◆ **YOUR INSTRUCTIONS**:
Each entry is to be printed again word for word.

Point localization data:
= = = = =

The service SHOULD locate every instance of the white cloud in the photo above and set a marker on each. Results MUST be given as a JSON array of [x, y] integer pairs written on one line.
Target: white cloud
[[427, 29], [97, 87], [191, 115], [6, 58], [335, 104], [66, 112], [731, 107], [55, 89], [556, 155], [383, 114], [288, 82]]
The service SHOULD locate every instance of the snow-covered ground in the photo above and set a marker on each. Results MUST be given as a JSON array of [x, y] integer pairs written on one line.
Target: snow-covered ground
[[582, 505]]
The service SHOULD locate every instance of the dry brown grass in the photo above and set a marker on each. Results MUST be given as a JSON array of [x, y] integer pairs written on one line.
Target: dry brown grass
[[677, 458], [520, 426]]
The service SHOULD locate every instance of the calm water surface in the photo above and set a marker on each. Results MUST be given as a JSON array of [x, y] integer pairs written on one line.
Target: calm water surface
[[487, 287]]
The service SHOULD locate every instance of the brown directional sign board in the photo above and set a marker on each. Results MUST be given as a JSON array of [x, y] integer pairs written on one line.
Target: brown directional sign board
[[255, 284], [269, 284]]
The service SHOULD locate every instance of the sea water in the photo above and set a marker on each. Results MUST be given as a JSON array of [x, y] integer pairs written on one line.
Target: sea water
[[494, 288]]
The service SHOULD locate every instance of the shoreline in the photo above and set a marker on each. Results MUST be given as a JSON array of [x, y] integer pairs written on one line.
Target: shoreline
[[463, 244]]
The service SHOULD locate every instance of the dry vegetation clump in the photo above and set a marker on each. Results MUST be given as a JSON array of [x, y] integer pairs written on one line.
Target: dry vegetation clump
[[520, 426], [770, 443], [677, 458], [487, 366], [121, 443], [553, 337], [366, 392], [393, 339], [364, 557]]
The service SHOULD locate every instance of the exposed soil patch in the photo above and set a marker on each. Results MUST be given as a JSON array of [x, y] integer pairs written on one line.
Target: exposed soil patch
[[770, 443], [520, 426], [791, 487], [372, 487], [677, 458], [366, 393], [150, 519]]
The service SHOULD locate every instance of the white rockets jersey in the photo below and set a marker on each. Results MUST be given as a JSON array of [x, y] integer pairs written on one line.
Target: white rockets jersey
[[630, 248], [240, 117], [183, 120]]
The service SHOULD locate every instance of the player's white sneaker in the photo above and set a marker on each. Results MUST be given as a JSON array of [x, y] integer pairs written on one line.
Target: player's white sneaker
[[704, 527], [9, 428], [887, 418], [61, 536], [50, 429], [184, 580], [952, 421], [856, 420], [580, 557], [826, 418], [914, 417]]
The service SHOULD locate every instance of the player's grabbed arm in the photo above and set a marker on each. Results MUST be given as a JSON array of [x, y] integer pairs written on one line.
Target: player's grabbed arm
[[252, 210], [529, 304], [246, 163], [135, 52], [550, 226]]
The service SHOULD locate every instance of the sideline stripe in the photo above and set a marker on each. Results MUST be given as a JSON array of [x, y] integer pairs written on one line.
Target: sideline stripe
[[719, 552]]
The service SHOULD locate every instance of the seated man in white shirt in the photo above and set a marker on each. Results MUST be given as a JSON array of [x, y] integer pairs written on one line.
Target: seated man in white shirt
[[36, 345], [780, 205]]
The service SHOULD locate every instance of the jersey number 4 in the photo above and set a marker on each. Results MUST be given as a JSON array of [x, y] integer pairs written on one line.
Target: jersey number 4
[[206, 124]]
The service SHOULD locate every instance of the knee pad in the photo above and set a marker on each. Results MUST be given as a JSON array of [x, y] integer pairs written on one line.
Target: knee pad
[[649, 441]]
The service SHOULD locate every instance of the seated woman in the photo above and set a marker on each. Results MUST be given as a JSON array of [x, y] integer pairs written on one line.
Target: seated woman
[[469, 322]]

= = = = =

◆ **RESPONSE FOR THIS EXERCISE**:
The service SHOULD locate every instance of the white cloud in the photo above and set a marker on each. Results MUST be given as a JSON array of [x, y] integer pairs written on one line.
Target: white cloud
[[427, 29], [97, 87], [191, 115], [6, 58], [335, 104], [66, 112], [731, 107], [55, 89], [556, 155], [383, 114], [288, 82]]
The service SHOULD locate every instance of the snow-covered ground in the photo above and set a marker on each. Results MUST be given as a JSON array of [x, y] integer pairs written on one line.
Target: snow-covered ground
[[582, 505]]
The service SHOULD locate every instance of the dry brown grass in the photo above and set a marker on each. Results MUST be given as a JSON array of [x, y] integer pairs written on one line.
Target: dry brown grass
[[677, 458], [520, 426]]
The service SHOULD locate every instance of the calm water surface in the photo above and set a marker on each. Results MUST be given as a JSON array of [x, y] integer pairs written on one line.
Target: calm water surface
[[487, 287]]
The service SHOULD locate every instance of the brown directional sign board in the photo above and set a marker on each. Results MUST be given as a JSON array of [x, y] integer pairs written on one line.
Target: brown directional sign board
[[255, 284], [269, 284]]
The service SHOULD locate every instance of the sea water in the photo above and set a marker on each. Results MUST be given as a JSON array of [x, y] integer pairs written on one line.
Target: sea water
[[494, 288]]
The service SHOULD locate every instance of the shoreline in the photo above and set a marker on each. Results MUST be given as a JSON array of [x, y] integer pairs written on one line.
Target: shoreline
[[463, 244]]
The service SHOULD locate every instance of the dry vegetation clump in the photo above and set a marker on each. Results MUST be given as a JSON array of [x, y] integer pairs written on one line.
Target: dry vegetation clump
[[520, 426], [770, 443], [677, 458], [487, 366], [121, 443], [553, 337], [366, 392], [393, 339], [364, 557]]
The service SHOULD locate every instance of the exposed soil patch in the photo above and set a marker on each. Results MUST be given as a JSON array of [x, y] integer pairs written on one line.
Target: exposed soil patch
[[770, 443], [520, 426], [791, 487], [372, 487], [677, 458], [366, 393], [150, 519]]
The service SHOULD locate every instance of the white rockets jersey in the photo below and set a marker on each. Results MUST be given as a JSON array of [x, y] integer pairs written on one line.
Target: white rockets jersey
[[630, 248], [240, 117], [183, 120]]
The service SHOULD locate every instance of the player's white sneaker in the photo above and set a marker on each. Results MUST be given as a JSON array of [x, y] integer pairs written on one line.
Target: player's white sneaker
[[704, 527], [9, 428], [887, 418], [61, 536], [50, 429], [184, 580], [952, 421], [856, 420], [580, 557], [826, 418], [914, 417]]
The service SHOULD locate every instance of the player's grabbed arm in the photo above and set a marker on each. Results MUST be given as a JSON array of [x, y] integer pairs written on one line.
Target: player's grabbed arm
[[252, 210], [529, 304], [246, 163], [135, 52], [550, 226]]
The service SHOULD locate every instance of the sideline stripe in the photo above and set a marker on each. Results MUST be given as a JSON array of [x, y] integer pairs written on one line.
Target: sideline stripe
[[719, 552]]
The service SHOULD locate every instance of the seated man in white shirt in the photo above and set a marker on each. Results MUST be given as a JSON array of [x, y] integer pairs written on one line.
Target: seated man in white shirt
[[36, 345], [780, 205]]
The service SHOULD locate every instance of the jersey number 4 in the photo above and set a marker on each. Results MUST be given as a JSON array of [x, y] integer pairs written on one line.
Target: jersey number 4
[[206, 124]]
The service SHOULD locate every instance of the knee pad in the photo above and set a marker on each. Results MUST be given as a JSON array of [x, y] integer pairs written on one line.
Target: knee pad
[[649, 441]]
The service SHOULD locate every instance of the seated woman in the photo above and set a marker on each. Results MUST be given as a JSON array of [x, y] integer pairs written on one line.
Target: seated woman
[[469, 322]]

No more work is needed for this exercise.